## AUFGABEN
(1) Stimmen diese Aussagen mit dem Text über Deng und den Tiananmen überein? Beantworte jede mit Ja oder Nein und zitiere die entscheidenden Worte wörtlich: (a) Deng sprach am Freitag vor seinen Generälen. (b) Die beiden in der vergangenen Woche Verurteilten waren des Mordes angeklagt. (c) Es steht bereits fest, ob Deng bewusst die Strategie des Terrors verfolgte.
(2) Welche mögliche Absicht nennt der Text über Deng und den Tiananmen dafür, dass Panzer ohne Verteidigung verbrannten und die jüngsten Marschierer vorgeschickt wurden? Antworte in ein bis drei Sätzen.
(3) Greif den Text über Deng und den Tiananmen nach seinem letzten Satz auf und führe ihn weiter.

Propaganda ertränkt das Recht. Material gibt es genug. Ein verkohlter Soldat, für den ein brennender Bus zum Marterpfahl wurde, zeichnet das Bild der unkontrollierten Volksgewalt. Es sind wahrlich grausame Aufnahmen, die der Staat heute zu seinen Zwecken nutzen kann. Damit die Grausamkeit kein Ende nimmt. In der vergangenen Woche sprach das Staatsrecht gegen zwei des Bankraubs während der Tumulte Angeklagte schnell vollstreckte Todesurteile. Wieviele solcher Urteile werden wohl jetzt gesprochen werden?

Nur ein einziger kurzer Satz ließ auf Gnade hoffen. „Dieser Störfall ist unabhängig vom menschlichen Willen“, sagte Deng am Freitag vor seinen Generälen. Was genau ist unter dieser geheimnisvollen Formel, die der Herrscher seiner Rede vorausschickte, zu verstehen? Hatte er soweit nicht gehen wollen? Noch weiß niemand zu sagen, ob Deng bewußt die Strategie des Terrors verfolgte oder nur dem Reflex der Gewalt erlag.

Denn was geschah mit jenen Panzern, die verbrannten, ohne daß Soldaten sie verteidigten? Warum schickte man vor dem nächtlichen Sturm ausgerechnet die jüngsten Marschierer auf den Tiananmen, ohne daran glauben zu können, daß sie dort jemals ankommen würden? Möglicherweise war es ein geplantes Spiel, dessen TV-Aufzeichnung die späteren Repressionen rechtfertigen sollte. Oder war die Armee tatsächlich hilflos im Umgang mit den Demonstranten? Ist der Schußbefehl, der zum Blutbad führte, erst in derselben Nacht unter dem Eindruck der Demütigungen vom Tage gefällt worden?

(Datensätze, einer Sammlung entnommen)
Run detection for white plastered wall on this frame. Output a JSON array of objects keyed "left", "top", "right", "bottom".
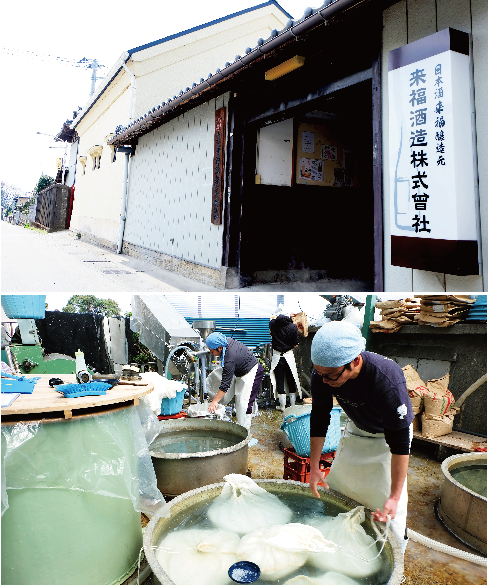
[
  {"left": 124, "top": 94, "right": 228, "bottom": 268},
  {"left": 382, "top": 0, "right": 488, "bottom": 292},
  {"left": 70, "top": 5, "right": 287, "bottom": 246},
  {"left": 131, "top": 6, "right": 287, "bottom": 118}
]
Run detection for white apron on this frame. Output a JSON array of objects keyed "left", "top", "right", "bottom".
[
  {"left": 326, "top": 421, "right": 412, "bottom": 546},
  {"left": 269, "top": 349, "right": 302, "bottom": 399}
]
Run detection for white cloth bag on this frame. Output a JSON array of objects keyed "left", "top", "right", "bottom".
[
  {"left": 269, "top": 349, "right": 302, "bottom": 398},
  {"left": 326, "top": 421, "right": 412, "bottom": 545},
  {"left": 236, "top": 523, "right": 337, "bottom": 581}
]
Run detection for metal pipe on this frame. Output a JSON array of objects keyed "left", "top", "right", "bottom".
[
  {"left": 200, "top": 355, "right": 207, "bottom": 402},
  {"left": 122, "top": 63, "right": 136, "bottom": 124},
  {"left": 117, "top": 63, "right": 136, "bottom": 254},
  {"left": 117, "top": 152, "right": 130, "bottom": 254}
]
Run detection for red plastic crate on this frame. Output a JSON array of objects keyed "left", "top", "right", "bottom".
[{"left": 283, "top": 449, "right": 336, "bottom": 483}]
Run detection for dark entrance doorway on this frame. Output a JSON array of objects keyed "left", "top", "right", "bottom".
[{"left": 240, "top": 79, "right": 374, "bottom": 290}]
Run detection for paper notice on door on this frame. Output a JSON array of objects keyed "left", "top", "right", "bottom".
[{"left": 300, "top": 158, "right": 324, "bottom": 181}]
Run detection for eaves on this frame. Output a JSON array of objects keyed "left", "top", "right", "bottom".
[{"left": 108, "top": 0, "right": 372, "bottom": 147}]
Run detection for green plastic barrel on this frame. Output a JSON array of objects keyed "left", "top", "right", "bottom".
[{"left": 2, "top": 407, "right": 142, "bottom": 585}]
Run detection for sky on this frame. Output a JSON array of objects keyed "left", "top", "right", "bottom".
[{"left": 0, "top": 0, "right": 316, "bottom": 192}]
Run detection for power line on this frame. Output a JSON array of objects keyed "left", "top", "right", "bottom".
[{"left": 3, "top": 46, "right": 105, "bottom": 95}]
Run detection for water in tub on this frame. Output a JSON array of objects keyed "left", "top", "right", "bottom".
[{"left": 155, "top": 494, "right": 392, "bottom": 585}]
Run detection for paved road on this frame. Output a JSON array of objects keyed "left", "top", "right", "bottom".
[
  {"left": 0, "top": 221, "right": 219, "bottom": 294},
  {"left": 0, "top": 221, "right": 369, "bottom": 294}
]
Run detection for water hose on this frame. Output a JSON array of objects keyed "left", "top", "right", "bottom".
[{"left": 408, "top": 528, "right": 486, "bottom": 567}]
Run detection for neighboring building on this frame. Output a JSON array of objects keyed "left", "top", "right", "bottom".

## ERWARTETE ERGEBNISSE
(1)
(a) Ja: „sagte Deng am Freitag vor seinen Generälen“
(b) Nein: „gegen zwei des Bankraubs während der Tumulte Angeklagte“
(c) Nein: „Noch weiß niemand zu sagen, ob Deng bewußt die Strategie des Terrors verfolgte“

(2) Der Text hält es für möglich, dass es sich um ein geplantes Spiel handelte. Dessen TV-Aufzeichnung sollte die späteren Repressionen rechtfertigen.

(3)
Schon gibt sich Peking den Anschein, einen gewöhnlichen Sonntag zu verleben. Die Parks haben erstmals wieder geöffnet. Familien suchen die Ruhe im Grünen. Die Ordnung ist wiederhergestellt. Verschwunden sind verbrannte Fahrzeuge, verbogene Gitter, aufgewühlte Steine. Schon darf sich der Volkssoldat wieder an die Mauer lehnen, statt, wie in den letzten Tagen, stramm zu stehen. Zeichen dafür, daß die Armee ihre Aufgabe erfüllt hat.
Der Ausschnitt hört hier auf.